>>
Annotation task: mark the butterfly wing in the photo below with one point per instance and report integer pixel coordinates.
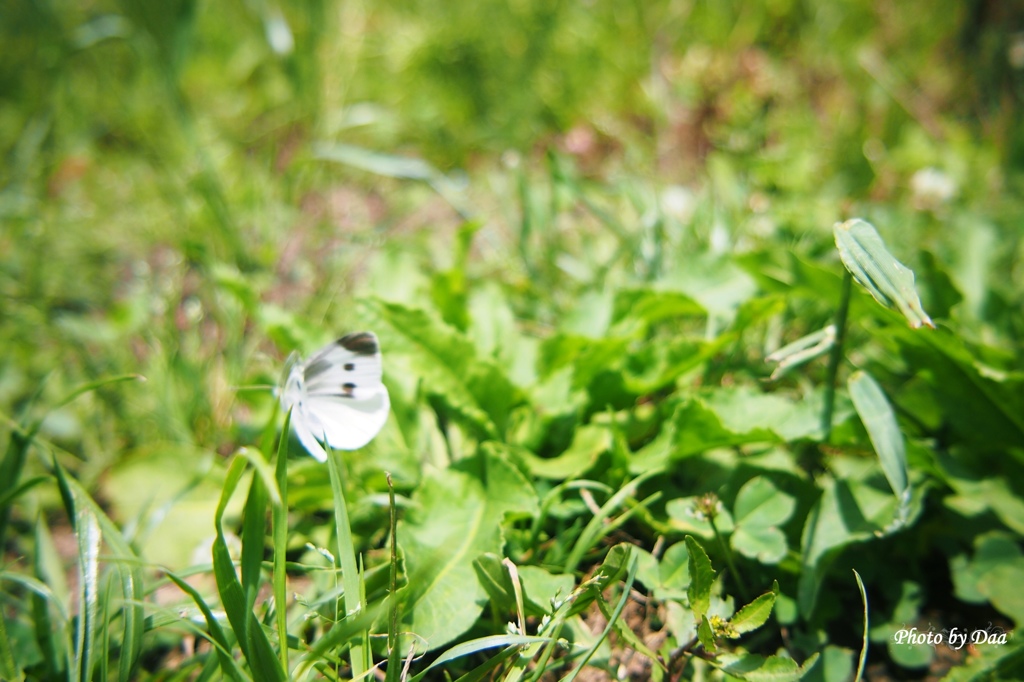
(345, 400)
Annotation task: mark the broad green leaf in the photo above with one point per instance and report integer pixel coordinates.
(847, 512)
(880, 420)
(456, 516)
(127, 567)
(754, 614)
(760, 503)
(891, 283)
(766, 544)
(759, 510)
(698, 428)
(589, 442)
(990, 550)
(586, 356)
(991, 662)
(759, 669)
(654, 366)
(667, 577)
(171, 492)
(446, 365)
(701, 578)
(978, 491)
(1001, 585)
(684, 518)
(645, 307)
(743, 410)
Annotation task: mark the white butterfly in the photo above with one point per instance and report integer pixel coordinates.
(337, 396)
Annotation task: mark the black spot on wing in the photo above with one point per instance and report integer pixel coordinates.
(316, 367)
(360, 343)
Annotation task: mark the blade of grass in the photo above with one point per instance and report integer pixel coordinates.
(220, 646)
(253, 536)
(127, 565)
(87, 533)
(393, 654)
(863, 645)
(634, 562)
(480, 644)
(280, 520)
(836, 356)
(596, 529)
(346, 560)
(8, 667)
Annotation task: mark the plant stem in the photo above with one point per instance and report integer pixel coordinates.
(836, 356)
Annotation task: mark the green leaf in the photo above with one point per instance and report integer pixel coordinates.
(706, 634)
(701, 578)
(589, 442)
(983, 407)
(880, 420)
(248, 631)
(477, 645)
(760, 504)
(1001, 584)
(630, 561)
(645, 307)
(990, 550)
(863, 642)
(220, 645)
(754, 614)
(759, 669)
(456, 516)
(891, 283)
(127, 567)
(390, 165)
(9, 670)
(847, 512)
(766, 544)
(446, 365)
<<
>>
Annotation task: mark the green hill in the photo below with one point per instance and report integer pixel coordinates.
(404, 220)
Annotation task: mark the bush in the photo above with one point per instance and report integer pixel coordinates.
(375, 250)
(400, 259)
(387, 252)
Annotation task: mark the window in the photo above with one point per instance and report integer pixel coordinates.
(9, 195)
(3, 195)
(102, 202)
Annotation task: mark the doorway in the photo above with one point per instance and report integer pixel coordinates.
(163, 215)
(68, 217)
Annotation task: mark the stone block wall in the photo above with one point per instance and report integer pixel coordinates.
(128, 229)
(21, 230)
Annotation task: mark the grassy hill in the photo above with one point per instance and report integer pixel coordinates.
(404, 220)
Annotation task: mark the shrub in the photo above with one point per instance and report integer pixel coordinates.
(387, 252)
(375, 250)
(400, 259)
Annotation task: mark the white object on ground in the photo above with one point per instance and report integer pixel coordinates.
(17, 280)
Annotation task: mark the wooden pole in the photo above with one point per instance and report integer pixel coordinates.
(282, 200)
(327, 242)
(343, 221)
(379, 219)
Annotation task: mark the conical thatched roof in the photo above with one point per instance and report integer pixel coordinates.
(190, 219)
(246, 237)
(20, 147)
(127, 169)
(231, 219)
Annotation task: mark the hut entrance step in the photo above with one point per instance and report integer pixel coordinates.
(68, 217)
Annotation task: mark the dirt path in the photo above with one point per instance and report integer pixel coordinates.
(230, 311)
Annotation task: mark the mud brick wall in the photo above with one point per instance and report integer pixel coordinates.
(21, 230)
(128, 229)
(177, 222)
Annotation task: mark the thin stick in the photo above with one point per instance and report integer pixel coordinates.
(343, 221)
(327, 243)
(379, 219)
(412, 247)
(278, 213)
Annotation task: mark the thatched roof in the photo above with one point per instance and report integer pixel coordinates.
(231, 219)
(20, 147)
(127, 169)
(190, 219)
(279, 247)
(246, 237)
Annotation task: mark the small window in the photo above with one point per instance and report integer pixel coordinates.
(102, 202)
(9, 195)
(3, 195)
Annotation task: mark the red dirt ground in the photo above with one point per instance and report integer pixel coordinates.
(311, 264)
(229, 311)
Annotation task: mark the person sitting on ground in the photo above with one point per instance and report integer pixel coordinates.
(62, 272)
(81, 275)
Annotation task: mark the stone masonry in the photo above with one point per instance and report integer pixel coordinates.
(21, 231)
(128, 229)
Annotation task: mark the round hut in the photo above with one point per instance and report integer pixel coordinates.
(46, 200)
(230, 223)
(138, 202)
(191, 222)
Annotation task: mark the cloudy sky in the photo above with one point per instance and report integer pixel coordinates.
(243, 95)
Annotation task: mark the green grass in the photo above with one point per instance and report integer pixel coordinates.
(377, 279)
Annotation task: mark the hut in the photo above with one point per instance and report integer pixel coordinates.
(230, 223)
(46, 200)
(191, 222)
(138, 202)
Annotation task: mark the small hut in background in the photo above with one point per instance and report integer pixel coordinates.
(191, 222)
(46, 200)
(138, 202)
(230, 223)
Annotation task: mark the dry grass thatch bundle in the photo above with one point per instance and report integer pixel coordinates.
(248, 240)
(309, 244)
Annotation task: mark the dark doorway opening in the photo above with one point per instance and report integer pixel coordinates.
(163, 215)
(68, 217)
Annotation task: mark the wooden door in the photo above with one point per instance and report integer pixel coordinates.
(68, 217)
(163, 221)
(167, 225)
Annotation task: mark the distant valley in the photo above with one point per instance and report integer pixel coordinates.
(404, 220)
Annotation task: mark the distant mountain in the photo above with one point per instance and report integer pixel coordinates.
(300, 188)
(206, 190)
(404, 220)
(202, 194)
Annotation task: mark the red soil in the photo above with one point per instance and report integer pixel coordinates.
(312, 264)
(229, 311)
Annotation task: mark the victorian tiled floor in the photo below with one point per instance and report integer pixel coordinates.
<<
§ Directions:
In the listing above, find the line containing "Annotation task: mark the small hut" and the line containing "Annotation task: mark the victorian", then quote both, plus every line between them, exactly as written.

§ Answer box:
Annotation task: mark the small hut in background in the photo above with one point per instance and report integer pixel coordinates.
(191, 222)
(46, 200)
(138, 202)
(230, 223)
Annotation task: mark the dry grass thatch bundle in the photo above with one point per instance and report integer pixel coordinates.
(248, 240)
(309, 244)
Annotation task: mark the dark doorway opening in the photo above with one point per instance and report integer pixel coordinates.
(163, 215)
(68, 217)
Annotation task: mark the wooden door in the photo above with one point per instance and report integer pixel coordinates.
(68, 217)
(163, 221)
(167, 225)
Annotation task: mark the distant valley in the photo above with one point per instance and report integer pixel coordinates.
(404, 220)
Annotation task: mark the distant mountain in the photo above with one point per instance and report integer pixel coordinates.
(300, 188)
(206, 190)
(404, 220)
(202, 194)
Annotation task: mark the red soil in the photo above with one point per instance and report integer pixel coordinates.
(312, 264)
(229, 311)
Annotation task: mark the victorian tiled floor in the photo below with one point per instance and report integer pixel coordinates.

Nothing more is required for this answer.